- _What to work on_:
Could you please retype exactly the lines from the start of the records below through the line that contains "positive clicks: (86, 466)", both included, and leave out the pictures?

- _Exercise input_:
»»
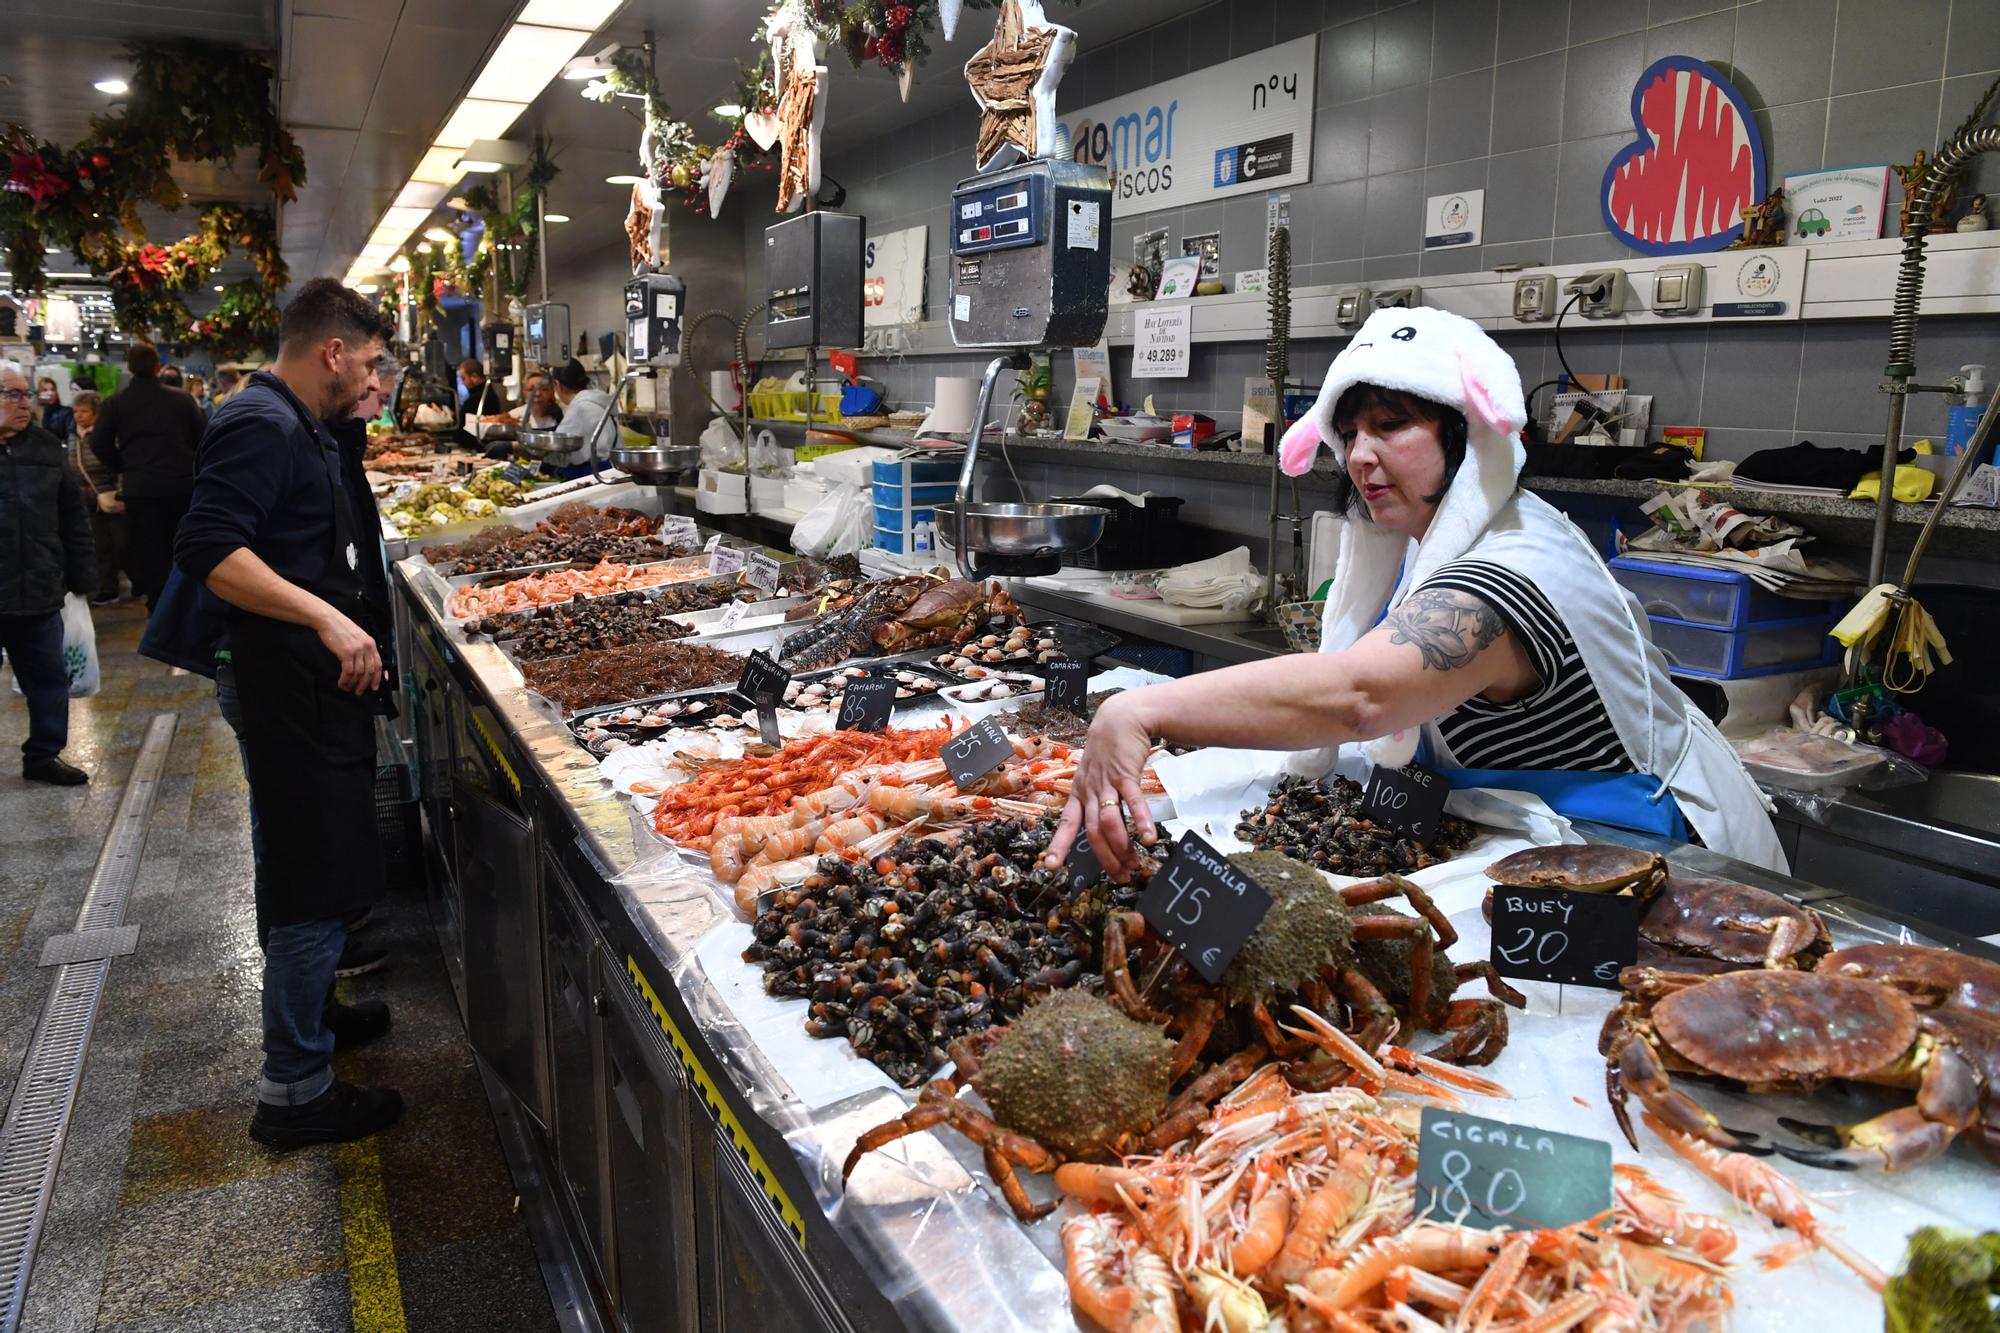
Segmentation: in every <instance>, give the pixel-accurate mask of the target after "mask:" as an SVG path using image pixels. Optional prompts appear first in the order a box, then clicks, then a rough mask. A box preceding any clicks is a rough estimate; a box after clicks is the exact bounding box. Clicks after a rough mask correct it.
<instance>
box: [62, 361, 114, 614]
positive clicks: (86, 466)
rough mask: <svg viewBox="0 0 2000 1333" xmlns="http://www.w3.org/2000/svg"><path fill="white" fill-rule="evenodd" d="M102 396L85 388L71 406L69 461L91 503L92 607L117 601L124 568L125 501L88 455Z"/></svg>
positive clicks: (100, 403) (98, 466) (91, 390)
mask: <svg viewBox="0 0 2000 1333" xmlns="http://www.w3.org/2000/svg"><path fill="white" fill-rule="evenodd" d="M102 404H104V396H102V394H98V390H94V388H84V390H80V392H78V394H76V402H72V404H70V412H74V414H76V424H74V428H72V432H70V440H68V446H70V462H74V464H76V472H78V476H82V478H84V498H86V500H90V542H92V546H96V550H98V590H96V592H92V594H90V604H92V606H108V604H110V602H116V600H118V570H120V568H124V552H126V536H124V500H120V498H118V474H116V472H112V470H110V468H108V466H104V462H102V460H100V458H98V456H96V454H94V452H90V432H92V430H96V426H98V408H100V406H102Z"/></svg>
««
- _Task response_:
Segmentation: in every <instance>, give the pixel-accurate mask of the target after "mask:" as an SVG path using image pixels. Optional prompts appear first in the order a box, then clicks, then a rough mask. A box preceding any clicks is a rough estimate; a box after clicks is the exact bounding box. Clicks after a rough mask correct it.
<instance>
box: [62, 361, 114, 614]
positive clicks: (86, 466)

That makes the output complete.